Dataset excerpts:

____________

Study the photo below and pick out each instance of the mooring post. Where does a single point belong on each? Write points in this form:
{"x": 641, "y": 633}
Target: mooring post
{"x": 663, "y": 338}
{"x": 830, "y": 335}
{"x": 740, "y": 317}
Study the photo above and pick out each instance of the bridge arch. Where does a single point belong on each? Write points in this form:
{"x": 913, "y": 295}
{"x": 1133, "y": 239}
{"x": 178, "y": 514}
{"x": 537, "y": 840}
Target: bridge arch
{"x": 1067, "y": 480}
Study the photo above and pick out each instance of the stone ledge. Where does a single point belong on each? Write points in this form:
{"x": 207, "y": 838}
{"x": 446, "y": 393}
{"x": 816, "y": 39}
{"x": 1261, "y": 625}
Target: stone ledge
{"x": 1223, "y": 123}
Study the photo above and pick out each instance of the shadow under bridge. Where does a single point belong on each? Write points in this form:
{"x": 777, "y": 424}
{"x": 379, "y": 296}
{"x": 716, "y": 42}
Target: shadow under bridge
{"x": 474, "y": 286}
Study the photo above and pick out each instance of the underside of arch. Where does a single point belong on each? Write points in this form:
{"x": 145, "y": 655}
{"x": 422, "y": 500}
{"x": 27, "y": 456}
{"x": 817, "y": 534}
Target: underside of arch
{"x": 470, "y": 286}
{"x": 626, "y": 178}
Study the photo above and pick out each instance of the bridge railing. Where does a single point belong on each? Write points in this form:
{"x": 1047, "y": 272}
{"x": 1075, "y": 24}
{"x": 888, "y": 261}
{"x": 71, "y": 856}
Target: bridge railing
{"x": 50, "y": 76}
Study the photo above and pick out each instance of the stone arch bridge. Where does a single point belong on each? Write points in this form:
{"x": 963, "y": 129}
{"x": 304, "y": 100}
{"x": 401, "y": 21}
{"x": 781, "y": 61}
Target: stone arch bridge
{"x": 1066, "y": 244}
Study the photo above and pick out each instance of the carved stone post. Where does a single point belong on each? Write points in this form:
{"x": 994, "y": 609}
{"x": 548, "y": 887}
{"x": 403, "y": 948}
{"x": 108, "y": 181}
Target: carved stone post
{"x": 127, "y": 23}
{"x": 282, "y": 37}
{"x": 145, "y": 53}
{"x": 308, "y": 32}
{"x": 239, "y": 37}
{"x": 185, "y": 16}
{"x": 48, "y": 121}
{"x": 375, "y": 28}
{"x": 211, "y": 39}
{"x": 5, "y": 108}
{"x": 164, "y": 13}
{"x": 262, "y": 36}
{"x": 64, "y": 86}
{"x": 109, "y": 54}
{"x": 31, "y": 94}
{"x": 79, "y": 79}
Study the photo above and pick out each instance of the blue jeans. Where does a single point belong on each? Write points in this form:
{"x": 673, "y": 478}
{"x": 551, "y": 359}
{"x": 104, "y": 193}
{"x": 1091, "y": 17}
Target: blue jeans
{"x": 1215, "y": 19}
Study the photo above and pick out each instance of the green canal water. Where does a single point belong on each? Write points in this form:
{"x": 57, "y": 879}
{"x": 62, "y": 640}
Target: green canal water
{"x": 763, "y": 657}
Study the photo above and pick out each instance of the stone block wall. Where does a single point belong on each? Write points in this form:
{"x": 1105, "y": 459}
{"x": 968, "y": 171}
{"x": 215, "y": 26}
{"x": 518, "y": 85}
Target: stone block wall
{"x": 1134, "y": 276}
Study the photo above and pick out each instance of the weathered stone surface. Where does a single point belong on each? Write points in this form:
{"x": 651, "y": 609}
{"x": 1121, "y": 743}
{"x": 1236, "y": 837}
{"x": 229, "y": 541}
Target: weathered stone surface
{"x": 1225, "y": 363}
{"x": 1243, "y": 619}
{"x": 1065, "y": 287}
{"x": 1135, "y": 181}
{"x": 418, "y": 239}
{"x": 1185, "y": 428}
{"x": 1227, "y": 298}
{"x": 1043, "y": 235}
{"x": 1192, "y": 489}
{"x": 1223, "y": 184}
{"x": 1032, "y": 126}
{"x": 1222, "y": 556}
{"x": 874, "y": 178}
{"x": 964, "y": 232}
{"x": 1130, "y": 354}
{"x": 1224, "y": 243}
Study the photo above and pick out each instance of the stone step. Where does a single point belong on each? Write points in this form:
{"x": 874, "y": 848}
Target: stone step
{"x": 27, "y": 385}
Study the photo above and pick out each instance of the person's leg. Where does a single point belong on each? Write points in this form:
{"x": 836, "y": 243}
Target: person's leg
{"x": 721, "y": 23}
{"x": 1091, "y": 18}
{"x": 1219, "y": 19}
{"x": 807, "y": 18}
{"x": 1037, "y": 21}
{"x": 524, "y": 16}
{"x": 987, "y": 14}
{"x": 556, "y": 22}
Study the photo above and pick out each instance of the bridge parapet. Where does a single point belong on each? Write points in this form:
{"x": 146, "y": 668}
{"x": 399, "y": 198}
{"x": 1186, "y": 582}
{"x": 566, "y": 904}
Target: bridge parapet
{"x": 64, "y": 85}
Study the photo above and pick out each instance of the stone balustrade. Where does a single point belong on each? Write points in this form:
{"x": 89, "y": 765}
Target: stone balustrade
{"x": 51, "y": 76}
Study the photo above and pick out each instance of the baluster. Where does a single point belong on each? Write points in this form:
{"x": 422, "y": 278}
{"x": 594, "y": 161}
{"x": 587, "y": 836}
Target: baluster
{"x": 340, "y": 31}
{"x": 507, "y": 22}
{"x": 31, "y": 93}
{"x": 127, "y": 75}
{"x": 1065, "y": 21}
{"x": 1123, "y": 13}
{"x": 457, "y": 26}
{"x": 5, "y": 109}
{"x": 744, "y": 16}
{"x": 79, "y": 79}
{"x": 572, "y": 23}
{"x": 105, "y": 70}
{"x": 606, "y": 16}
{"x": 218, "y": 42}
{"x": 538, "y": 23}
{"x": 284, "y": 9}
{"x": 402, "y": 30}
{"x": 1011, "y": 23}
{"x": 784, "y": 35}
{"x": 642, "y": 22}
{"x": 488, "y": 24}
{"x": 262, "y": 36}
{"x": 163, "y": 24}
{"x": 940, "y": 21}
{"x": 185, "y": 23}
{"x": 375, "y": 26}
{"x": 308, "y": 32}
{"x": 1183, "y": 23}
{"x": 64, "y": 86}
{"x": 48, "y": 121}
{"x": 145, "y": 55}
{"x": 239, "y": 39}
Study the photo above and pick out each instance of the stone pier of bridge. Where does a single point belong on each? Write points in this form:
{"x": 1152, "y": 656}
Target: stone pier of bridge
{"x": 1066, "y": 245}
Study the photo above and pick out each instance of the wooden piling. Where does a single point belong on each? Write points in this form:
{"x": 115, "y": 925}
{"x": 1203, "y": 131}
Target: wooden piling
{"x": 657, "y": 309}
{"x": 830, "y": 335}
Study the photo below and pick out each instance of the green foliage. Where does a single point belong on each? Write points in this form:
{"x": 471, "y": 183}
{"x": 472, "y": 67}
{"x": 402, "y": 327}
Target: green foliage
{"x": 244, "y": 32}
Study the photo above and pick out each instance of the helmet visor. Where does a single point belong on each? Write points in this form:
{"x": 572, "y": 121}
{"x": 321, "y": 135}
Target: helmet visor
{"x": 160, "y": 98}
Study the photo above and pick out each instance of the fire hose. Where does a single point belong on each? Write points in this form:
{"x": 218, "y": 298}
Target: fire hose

____________

■ WORK REQUIRED ■
What is the number of lines in the records that contain "fire"? Give that number only.

■ ANSWER TO THE PROBLEM ■
2